Stored rows
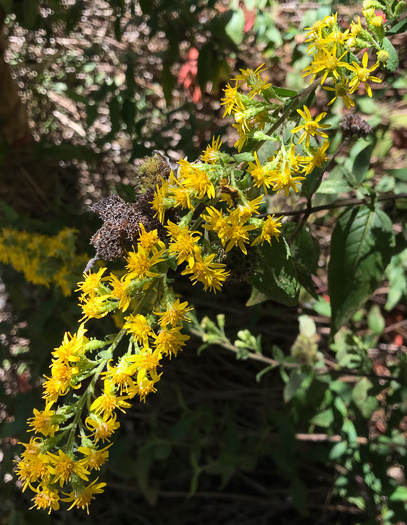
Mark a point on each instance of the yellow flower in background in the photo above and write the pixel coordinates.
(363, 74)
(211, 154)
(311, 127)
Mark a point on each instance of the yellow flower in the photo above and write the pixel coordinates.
...
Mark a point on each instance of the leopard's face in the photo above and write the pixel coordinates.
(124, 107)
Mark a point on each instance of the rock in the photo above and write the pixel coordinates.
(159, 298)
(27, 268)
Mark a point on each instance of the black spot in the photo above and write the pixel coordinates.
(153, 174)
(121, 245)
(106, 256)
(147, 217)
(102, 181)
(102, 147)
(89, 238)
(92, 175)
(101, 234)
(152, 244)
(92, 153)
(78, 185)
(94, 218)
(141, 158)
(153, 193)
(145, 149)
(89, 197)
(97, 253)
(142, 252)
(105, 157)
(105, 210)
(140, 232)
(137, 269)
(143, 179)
* * *
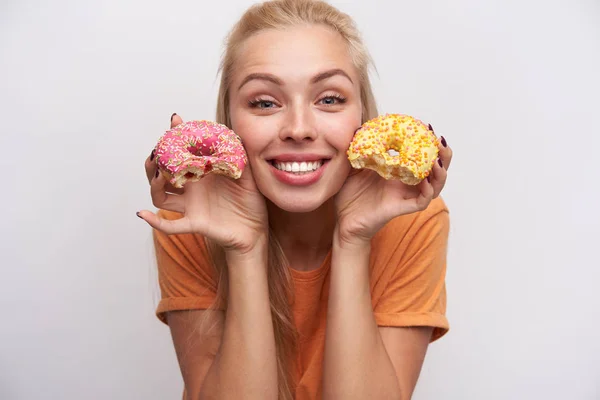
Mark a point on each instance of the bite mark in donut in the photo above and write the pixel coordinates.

What is being asked
Please express the data as a JSON list of strings, one string per line, starting at the line that contains "flower in background" and ending at the line that contains "flower in the", with both of those lines included and blank lines left out.

Task output
[
  "Mark a point on each instance of the yellow flower in background in the photo above and write the pixel coordinates.",
  "(363, 74)",
  "(211, 154)",
  "(311, 127)",
  "Mark a point on each instance of the yellow flower in the photo above and write the pixel coordinates."
]